* TASK
Revise the rows starting at the line that contains "the form [697,849]." and ending at the last of the rows. Replace "floral" with "striped" and leave everything else unchanged.

* INFORMATION SHOWN
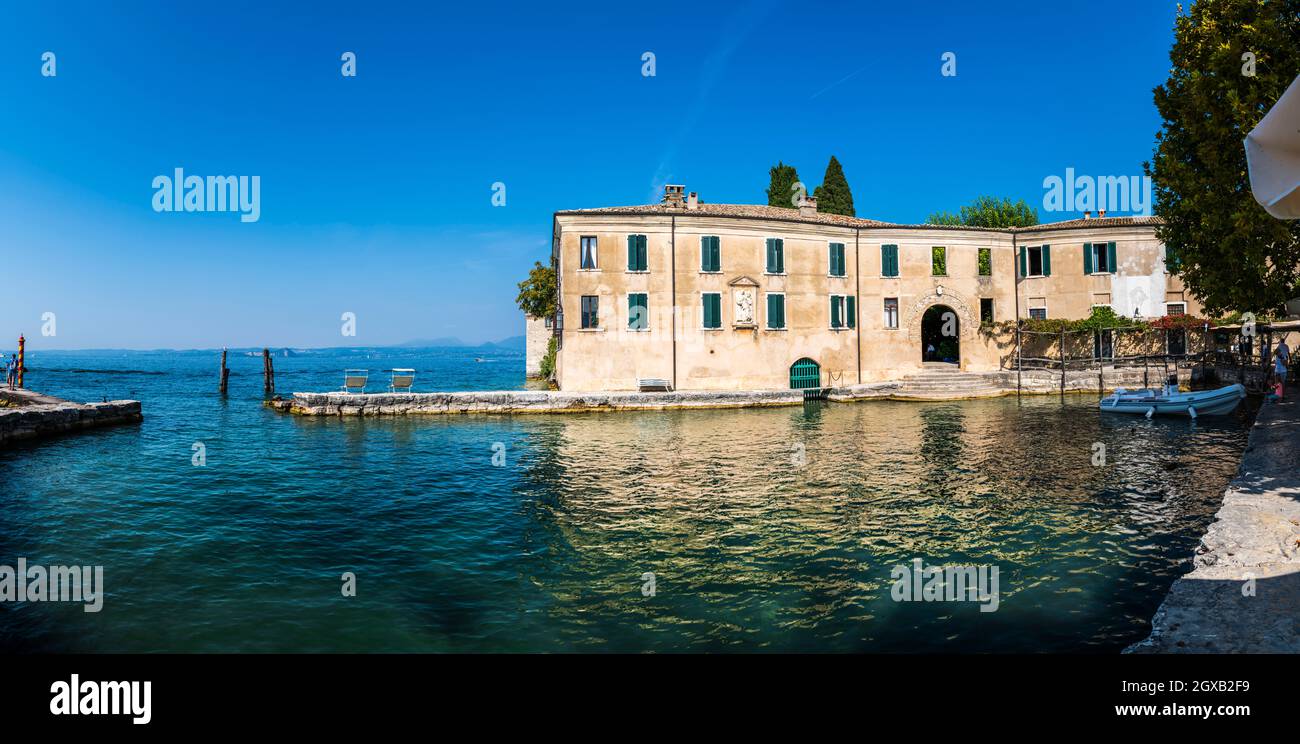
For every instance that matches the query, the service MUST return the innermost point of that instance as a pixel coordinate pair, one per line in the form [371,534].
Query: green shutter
[638,311]
[776,311]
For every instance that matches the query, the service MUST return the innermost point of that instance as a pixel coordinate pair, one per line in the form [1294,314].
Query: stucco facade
[729,344]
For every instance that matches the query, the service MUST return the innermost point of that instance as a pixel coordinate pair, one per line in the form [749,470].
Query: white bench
[646,384]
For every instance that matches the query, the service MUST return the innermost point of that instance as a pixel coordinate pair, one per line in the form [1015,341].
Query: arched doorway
[805,375]
[940,334]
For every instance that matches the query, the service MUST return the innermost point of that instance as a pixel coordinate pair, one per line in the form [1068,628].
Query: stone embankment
[26,415]
[523,402]
[931,384]
[1243,592]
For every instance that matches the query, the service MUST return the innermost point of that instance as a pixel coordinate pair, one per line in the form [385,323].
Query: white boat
[1171,402]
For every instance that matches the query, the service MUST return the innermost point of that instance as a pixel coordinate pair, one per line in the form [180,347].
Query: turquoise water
[750,550]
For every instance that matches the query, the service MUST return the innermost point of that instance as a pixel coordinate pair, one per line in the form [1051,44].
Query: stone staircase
[940,381]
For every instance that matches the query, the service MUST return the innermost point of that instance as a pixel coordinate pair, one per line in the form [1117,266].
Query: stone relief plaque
[742,312]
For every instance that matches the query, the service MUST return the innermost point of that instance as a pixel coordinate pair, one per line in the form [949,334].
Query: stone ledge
[50,419]
[523,402]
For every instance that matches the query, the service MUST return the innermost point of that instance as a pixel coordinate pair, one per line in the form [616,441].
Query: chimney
[672,194]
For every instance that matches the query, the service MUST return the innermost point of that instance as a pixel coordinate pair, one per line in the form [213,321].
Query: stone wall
[521,402]
[42,420]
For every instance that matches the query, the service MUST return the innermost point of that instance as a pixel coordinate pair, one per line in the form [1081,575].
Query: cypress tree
[780,189]
[833,195]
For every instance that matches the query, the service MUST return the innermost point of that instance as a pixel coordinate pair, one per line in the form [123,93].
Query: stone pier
[1243,592]
[27,415]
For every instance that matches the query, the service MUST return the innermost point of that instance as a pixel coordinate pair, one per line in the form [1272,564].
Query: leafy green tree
[1230,252]
[833,195]
[989,212]
[780,189]
[537,294]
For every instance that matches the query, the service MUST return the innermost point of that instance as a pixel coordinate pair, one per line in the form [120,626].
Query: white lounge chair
[355,380]
[402,380]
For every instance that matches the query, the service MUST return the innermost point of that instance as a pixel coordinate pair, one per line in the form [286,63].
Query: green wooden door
[805,375]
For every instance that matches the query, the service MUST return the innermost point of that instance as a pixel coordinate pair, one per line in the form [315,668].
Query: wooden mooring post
[224,380]
[268,373]
[1062,362]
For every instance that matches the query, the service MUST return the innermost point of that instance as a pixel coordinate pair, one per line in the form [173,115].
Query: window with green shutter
[710,254]
[637,260]
[776,311]
[1173,262]
[590,315]
[889,260]
[836,262]
[713,310]
[939,260]
[775,256]
[638,311]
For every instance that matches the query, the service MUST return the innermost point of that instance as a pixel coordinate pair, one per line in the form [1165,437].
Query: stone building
[731,297]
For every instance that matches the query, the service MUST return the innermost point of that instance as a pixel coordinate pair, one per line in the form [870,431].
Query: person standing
[1281,359]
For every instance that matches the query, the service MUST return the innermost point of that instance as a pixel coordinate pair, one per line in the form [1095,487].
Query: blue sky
[376,190]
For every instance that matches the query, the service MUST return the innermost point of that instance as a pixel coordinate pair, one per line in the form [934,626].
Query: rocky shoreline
[1244,585]
[30,415]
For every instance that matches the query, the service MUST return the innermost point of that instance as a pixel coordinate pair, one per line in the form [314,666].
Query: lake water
[765,530]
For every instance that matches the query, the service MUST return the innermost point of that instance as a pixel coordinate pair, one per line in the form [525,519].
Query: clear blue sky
[376,190]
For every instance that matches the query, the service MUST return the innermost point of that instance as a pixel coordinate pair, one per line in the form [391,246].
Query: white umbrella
[1273,156]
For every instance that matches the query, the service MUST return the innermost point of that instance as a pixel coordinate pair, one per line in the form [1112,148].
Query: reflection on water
[750,549]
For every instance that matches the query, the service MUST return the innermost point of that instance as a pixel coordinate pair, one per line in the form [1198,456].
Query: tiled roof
[791,215]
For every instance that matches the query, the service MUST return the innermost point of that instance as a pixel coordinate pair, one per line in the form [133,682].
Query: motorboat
[1171,402]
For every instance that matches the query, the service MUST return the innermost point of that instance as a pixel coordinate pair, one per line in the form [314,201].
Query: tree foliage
[537,294]
[989,212]
[1231,252]
[833,195]
[780,189]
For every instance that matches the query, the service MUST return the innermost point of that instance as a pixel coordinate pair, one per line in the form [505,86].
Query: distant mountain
[432,342]
[514,342]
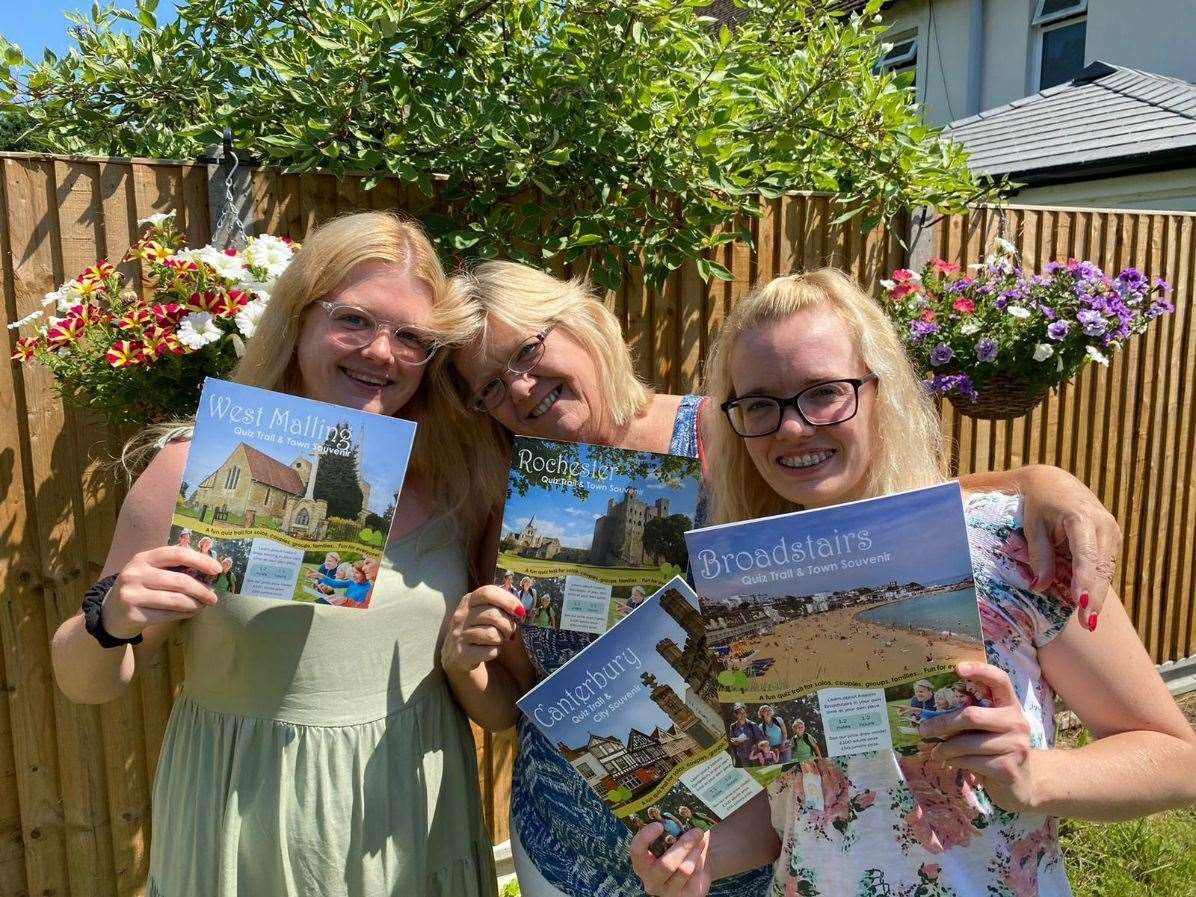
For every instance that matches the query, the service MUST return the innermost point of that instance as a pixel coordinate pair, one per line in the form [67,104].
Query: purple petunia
[941,354]
[943,384]
[920,329]
[1159,306]
[1092,322]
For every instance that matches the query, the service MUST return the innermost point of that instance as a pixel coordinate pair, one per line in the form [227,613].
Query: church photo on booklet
[635,713]
[293,496]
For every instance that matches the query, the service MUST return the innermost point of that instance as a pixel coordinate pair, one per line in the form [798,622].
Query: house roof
[1108,117]
[269,471]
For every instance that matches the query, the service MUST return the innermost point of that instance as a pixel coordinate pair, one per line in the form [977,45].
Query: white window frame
[1078,7]
[1039,31]
[890,65]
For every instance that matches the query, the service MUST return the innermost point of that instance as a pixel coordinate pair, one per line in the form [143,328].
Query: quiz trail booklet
[590,531]
[838,629]
[293,496]
[635,713]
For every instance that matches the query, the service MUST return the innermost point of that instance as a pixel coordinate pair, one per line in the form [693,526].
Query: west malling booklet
[837,629]
[636,714]
[294,498]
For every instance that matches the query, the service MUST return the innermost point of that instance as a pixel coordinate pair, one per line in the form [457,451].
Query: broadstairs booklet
[294,498]
[636,714]
[837,629]
[590,531]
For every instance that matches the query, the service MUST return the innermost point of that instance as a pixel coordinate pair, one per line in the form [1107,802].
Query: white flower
[197,330]
[248,317]
[28,319]
[156,219]
[269,252]
[229,267]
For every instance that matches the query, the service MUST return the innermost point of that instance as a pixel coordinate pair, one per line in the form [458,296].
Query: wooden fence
[74,781]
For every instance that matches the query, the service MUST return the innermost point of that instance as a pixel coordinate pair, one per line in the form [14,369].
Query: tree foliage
[614,135]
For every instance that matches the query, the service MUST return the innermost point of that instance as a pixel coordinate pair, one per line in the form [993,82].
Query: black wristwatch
[93,618]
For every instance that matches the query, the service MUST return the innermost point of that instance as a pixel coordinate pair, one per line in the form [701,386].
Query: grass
[1154,856]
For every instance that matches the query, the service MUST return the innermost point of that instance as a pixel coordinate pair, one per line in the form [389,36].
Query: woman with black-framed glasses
[550,360]
[974,810]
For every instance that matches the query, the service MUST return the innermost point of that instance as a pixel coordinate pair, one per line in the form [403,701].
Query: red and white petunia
[63,331]
[26,348]
[124,353]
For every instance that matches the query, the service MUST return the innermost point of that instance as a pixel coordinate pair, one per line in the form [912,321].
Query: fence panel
[71,825]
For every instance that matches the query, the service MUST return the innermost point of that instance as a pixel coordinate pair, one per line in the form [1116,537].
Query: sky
[40,24]
[922,530]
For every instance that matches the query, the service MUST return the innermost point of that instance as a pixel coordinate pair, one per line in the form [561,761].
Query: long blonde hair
[441,457]
[528,300]
[908,441]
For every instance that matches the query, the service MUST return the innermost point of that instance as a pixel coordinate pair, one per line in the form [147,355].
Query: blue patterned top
[566,829]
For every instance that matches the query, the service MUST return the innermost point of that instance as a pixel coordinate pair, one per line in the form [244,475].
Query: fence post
[922,226]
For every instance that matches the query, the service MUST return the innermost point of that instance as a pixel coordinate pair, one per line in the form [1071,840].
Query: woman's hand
[990,743]
[151,590]
[682,871]
[483,621]
[1062,514]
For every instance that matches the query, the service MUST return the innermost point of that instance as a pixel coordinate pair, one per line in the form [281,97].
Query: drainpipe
[975,55]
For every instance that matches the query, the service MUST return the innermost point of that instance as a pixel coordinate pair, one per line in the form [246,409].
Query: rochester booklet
[636,714]
[293,496]
[590,531]
[837,629]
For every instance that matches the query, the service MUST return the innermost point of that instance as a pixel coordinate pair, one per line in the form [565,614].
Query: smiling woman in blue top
[549,360]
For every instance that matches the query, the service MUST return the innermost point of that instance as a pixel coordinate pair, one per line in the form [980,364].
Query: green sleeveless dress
[317,750]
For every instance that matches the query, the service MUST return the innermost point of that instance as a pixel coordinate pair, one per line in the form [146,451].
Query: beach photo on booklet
[589,531]
[837,629]
[635,713]
[293,496]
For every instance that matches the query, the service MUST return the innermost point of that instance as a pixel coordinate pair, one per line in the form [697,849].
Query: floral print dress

* THE OUTPUT
For every instance that matches the query, the service MUST return the innermost point of that instance as a pixel coordinate pair, one per line in the form [697,849].
Query: striped print dress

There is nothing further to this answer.